# [Task prompt]
Turn every line of the entries below into a numbered list, omitting blank lines. Leave the pictures out of your answer.

Start Listing

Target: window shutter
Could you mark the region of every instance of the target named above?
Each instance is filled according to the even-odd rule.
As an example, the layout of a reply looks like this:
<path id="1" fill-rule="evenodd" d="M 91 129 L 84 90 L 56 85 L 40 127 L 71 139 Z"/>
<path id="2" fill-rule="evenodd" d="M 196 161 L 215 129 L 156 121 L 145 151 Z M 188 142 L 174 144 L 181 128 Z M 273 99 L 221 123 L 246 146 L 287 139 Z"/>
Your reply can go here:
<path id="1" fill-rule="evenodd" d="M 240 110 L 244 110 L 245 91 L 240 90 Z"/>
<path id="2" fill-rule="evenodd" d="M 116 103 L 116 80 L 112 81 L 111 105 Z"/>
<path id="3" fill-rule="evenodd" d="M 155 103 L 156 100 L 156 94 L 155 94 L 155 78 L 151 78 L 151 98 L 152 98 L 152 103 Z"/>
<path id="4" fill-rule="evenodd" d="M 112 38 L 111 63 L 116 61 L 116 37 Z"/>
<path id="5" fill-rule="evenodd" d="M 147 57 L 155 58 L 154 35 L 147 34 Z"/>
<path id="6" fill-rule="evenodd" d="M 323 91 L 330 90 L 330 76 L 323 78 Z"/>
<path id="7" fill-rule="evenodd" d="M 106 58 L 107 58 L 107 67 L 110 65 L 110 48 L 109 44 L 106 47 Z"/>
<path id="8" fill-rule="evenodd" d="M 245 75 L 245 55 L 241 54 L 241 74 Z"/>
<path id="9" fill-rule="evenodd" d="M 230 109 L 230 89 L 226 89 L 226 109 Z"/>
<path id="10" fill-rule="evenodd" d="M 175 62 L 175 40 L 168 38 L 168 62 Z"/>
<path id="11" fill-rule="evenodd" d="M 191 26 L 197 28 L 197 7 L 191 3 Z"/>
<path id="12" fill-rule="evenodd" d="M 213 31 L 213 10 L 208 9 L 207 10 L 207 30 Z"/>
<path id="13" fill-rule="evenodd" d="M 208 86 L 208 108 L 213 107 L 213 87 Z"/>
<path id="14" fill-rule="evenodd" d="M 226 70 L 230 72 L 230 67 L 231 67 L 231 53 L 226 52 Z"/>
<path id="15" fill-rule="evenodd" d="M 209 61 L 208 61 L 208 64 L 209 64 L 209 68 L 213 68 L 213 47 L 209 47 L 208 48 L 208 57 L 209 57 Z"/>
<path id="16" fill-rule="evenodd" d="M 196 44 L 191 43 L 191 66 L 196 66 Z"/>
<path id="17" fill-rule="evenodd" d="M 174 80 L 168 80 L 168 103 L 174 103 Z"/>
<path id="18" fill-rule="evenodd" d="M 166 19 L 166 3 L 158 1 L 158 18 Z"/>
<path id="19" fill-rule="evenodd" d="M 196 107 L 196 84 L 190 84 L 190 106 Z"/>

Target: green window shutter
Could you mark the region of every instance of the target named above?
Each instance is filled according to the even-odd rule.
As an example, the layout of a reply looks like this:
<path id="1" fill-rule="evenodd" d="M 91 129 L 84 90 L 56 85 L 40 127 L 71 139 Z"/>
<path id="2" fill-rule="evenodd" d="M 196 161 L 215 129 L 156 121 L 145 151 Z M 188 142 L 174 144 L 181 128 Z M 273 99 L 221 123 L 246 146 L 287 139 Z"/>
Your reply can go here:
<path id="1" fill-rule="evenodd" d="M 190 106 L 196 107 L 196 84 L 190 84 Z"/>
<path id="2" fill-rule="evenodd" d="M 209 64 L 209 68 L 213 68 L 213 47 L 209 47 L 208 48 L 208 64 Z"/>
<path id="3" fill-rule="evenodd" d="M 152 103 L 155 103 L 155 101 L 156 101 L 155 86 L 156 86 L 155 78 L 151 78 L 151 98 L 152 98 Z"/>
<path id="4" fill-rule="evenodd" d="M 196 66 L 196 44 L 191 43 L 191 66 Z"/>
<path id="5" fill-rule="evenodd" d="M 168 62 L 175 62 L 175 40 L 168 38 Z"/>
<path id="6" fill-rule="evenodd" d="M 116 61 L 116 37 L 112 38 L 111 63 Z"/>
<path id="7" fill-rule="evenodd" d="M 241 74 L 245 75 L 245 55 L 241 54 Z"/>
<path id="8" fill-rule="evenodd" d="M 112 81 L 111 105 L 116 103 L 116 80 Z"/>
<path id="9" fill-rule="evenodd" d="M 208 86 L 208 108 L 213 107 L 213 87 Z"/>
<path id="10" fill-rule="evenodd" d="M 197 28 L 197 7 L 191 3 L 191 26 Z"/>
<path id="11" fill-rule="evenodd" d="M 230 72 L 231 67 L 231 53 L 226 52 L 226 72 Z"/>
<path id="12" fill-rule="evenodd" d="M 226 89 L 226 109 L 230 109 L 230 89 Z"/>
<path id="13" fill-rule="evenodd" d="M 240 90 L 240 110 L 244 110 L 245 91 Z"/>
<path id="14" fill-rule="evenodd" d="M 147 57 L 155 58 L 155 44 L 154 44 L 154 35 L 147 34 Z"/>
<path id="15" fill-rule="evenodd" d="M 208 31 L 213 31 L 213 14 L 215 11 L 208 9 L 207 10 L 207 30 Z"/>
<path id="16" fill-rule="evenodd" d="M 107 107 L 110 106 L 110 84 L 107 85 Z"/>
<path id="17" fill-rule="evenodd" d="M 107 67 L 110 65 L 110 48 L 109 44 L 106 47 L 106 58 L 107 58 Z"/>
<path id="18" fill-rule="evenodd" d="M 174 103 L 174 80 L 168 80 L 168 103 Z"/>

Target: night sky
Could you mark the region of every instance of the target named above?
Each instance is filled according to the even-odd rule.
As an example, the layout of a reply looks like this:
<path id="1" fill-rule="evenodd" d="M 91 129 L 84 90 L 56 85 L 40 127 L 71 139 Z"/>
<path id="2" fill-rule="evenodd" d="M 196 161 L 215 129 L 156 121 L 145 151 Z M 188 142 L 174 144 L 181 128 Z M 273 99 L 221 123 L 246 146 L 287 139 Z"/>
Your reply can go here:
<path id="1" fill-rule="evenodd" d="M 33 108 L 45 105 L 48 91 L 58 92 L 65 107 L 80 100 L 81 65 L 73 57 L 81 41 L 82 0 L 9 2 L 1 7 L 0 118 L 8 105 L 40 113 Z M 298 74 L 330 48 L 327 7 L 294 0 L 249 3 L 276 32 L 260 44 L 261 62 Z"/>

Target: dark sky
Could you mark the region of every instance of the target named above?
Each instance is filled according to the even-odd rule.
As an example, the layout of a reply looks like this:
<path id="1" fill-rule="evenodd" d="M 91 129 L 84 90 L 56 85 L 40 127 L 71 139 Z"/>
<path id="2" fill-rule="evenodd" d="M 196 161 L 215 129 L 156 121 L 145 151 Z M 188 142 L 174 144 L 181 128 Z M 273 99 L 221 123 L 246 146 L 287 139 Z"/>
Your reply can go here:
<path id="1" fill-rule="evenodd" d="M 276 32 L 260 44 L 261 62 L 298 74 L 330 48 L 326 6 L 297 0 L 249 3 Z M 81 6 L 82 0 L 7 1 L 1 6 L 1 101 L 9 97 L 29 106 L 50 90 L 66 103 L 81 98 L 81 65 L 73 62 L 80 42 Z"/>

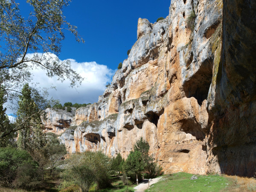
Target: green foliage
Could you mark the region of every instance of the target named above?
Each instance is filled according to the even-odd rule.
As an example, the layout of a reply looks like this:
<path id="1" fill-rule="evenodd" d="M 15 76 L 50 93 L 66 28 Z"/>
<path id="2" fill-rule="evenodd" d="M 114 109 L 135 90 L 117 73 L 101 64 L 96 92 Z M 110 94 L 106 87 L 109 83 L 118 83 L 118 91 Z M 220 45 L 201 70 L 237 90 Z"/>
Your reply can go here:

End Listing

# [In response]
1. Target: window shutter
2. Could you mark the region of every instance of the target named above?
3. Each instance is filled according to the even-odd rule.
4. As an example, the layout of a reply looks like this:
5. <path id="1" fill-rule="evenodd" d="M 91 129 L 84 90 L 56 85 L 40 127 L 71 139 Z"/>
6. <path id="2" fill-rule="evenodd" d="M 196 161 L 215 129 L 156 121 L 145 151 Z M 188 142 L 174 144 L 181 128 Z M 273 99 L 221 123 L 246 146 L 287 139 Z"/>
7. Your reply can go here:
8. <path id="1" fill-rule="evenodd" d="M 240 110 L 244 110 L 245 91 L 240 90 Z"/>
9. <path id="2" fill-rule="evenodd" d="M 116 103 L 116 80 L 112 81 L 111 105 Z"/>
10. <path id="3" fill-rule="evenodd" d="M 155 103 L 156 100 L 156 94 L 155 94 L 155 78 L 151 78 L 151 98 L 152 98 L 152 103 Z"/>
11. <path id="4" fill-rule="evenodd" d="M 112 38 L 111 63 L 116 61 L 116 37 Z"/>
12. <path id="5" fill-rule="evenodd" d="M 147 57 L 155 58 L 154 35 L 147 34 Z"/>
13. <path id="6" fill-rule="evenodd" d="M 323 91 L 330 90 L 330 76 L 323 78 Z"/>
14. <path id="7" fill-rule="evenodd" d="M 106 58 L 107 58 L 107 67 L 110 65 L 110 48 L 109 44 L 106 47 Z"/>
15. <path id="8" fill-rule="evenodd" d="M 245 75 L 245 55 L 241 54 L 241 74 Z"/>
16. <path id="9" fill-rule="evenodd" d="M 230 109 L 230 89 L 226 89 L 226 109 Z"/>
17. <path id="10" fill-rule="evenodd" d="M 175 62 L 175 40 L 168 38 L 168 62 Z"/>
18. <path id="11" fill-rule="evenodd" d="M 191 26 L 197 28 L 197 7 L 191 3 Z"/>
19. <path id="12" fill-rule="evenodd" d="M 213 31 L 213 10 L 208 9 L 207 10 L 207 30 Z"/>
20. <path id="13" fill-rule="evenodd" d="M 208 86 L 208 108 L 213 107 L 213 87 Z"/>
21. <path id="14" fill-rule="evenodd" d="M 226 70 L 230 72 L 230 67 L 231 67 L 231 53 L 226 52 Z"/>
22. <path id="15" fill-rule="evenodd" d="M 209 61 L 208 61 L 208 64 L 209 64 L 209 68 L 213 68 L 213 47 L 209 47 L 208 48 L 208 57 L 209 57 Z"/>
23. <path id="16" fill-rule="evenodd" d="M 196 44 L 191 43 L 191 66 L 196 66 Z"/>
24. <path id="17" fill-rule="evenodd" d="M 174 80 L 168 80 L 168 103 L 174 103 Z"/>
25. <path id="18" fill-rule="evenodd" d="M 166 19 L 166 3 L 158 1 L 158 18 Z"/>
26. <path id="19" fill-rule="evenodd" d="M 196 107 L 196 84 L 190 84 L 190 106 Z"/>
27. Target: green window shutter
28. Could you mark the region of every instance of the target named above?
29. Each instance is filled according to the even-odd rule.
30. As an example, the layout of a reply looks like this:
31. <path id="1" fill-rule="evenodd" d="M 91 129 L 84 90 L 56 85 L 40 127 L 71 139 Z"/>
32. <path id="2" fill-rule="evenodd" d="M 196 161 L 215 129 L 156 121 L 145 151 Z M 188 142 L 174 144 L 181 128 Z M 273 99 L 221 123 L 246 146 L 287 139 Z"/>
33. Your reply can go here:
34. <path id="1" fill-rule="evenodd" d="M 190 106 L 196 107 L 196 84 L 190 84 Z"/>
35. <path id="2" fill-rule="evenodd" d="M 209 64 L 209 68 L 213 68 L 213 47 L 209 47 L 208 48 L 208 64 Z"/>
36. <path id="3" fill-rule="evenodd" d="M 152 103 L 155 103 L 155 101 L 156 101 L 155 86 L 156 86 L 155 78 L 151 78 L 151 98 L 152 98 Z"/>
37. <path id="4" fill-rule="evenodd" d="M 196 66 L 196 44 L 191 43 L 191 66 Z"/>
38. <path id="5" fill-rule="evenodd" d="M 168 62 L 175 62 L 175 40 L 168 38 Z"/>
39. <path id="6" fill-rule="evenodd" d="M 116 61 L 116 37 L 112 38 L 111 63 Z"/>
40. <path id="7" fill-rule="evenodd" d="M 241 74 L 245 75 L 245 55 L 241 54 Z"/>
41. <path id="8" fill-rule="evenodd" d="M 112 81 L 111 105 L 116 103 L 116 80 Z"/>
42. <path id="9" fill-rule="evenodd" d="M 208 86 L 208 108 L 213 107 L 213 87 Z"/>
43. <path id="10" fill-rule="evenodd" d="M 197 28 L 197 7 L 191 3 L 191 26 Z"/>
44. <path id="11" fill-rule="evenodd" d="M 230 72 L 231 67 L 231 53 L 226 52 L 226 72 Z"/>
45. <path id="12" fill-rule="evenodd" d="M 226 89 L 226 109 L 230 109 L 230 89 Z"/>
46. <path id="13" fill-rule="evenodd" d="M 240 90 L 240 110 L 244 110 L 245 91 Z"/>
47. <path id="14" fill-rule="evenodd" d="M 147 57 L 155 58 L 155 44 L 154 44 L 154 35 L 147 34 Z"/>
48. <path id="15" fill-rule="evenodd" d="M 208 31 L 213 31 L 213 14 L 215 11 L 208 9 L 207 10 L 207 30 Z"/>
49. <path id="16" fill-rule="evenodd" d="M 107 107 L 110 106 L 110 84 L 107 85 Z"/>
50. <path id="17" fill-rule="evenodd" d="M 107 67 L 110 65 L 110 48 L 109 44 L 106 47 L 106 58 L 107 58 Z"/>
51. <path id="18" fill-rule="evenodd" d="M 174 103 L 174 80 L 168 80 L 168 103 Z"/>
52. Target: night sky
53. Could you mark the region of every instance of the target named above?
54. Each instance is filled according to the even-odd rule.
55. As an example, the layout of a reply looks like this:
56. <path id="1" fill-rule="evenodd" d="M 91 129 L 84 90 L 56 85 L 40 127 L 71 139 Z"/>
57. <path id="2" fill-rule="evenodd" d="M 196 161 L 215 129 L 156 121 L 145 151 Z M 188 142 L 174 144 L 181 128 Z M 273 99 L 221 123 L 246 146 L 287 139 Z"/>
58. Your reply can go here:
59. <path id="1" fill-rule="evenodd" d="M 33 108 L 45 105 L 48 91 L 58 92 L 65 107 L 80 100 L 81 65 L 73 57 L 81 41 L 82 0 L 9 2 L 1 7 L 0 118 L 8 105 L 40 113 Z M 298 74 L 330 48 L 327 7 L 294 0 L 249 3 L 276 32 L 260 44 L 261 62 Z"/>
60. Target: dark sky
61. Could you mark the region of every instance of the target named above?
62. Each instance is filled according to the even-odd rule.
63. As an example, the layout of a reply looks like this:
64. <path id="1" fill-rule="evenodd" d="M 91 129 L 84 90 L 56 85 L 40 127 L 71 139 Z"/>
65. <path id="2" fill-rule="evenodd" d="M 196 161 L 215 129 L 156 121 L 145 151 Z M 188 142 L 174 144 L 181 128 Z M 273 99 L 221 123 L 246 146 L 287 139 Z"/>
66. Your reply can go here:
67. <path id="1" fill-rule="evenodd" d="M 276 32 L 260 44 L 261 62 L 298 74 L 330 48 L 326 6 L 297 0 L 249 3 Z M 81 6 L 82 0 L 7 1 L 1 6 L 1 101 L 9 97 L 29 106 L 50 90 L 66 103 L 81 98 L 81 65 L 73 62 L 80 42 Z"/>
68. Target: green foliage
69. Could you mark the region of every instance of the target named above?
70. Each instance is filled according to the even-odd rule.
71. As an example, the layout of a reply looks like this:
72. <path id="1" fill-rule="evenodd" d="M 15 76 L 50 93 L 66 28 Z"/>
73. <path id="2" fill-rule="evenodd" d="M 114 109 L 135 90 L 117 73 L 101 64 L 96 92 Z M 110 94 L 106 87 L 109 83 L 118 83 L 118 91 Z M 220 45 L 201 70 L 237 90 Z"/>
74. Your reply can go here:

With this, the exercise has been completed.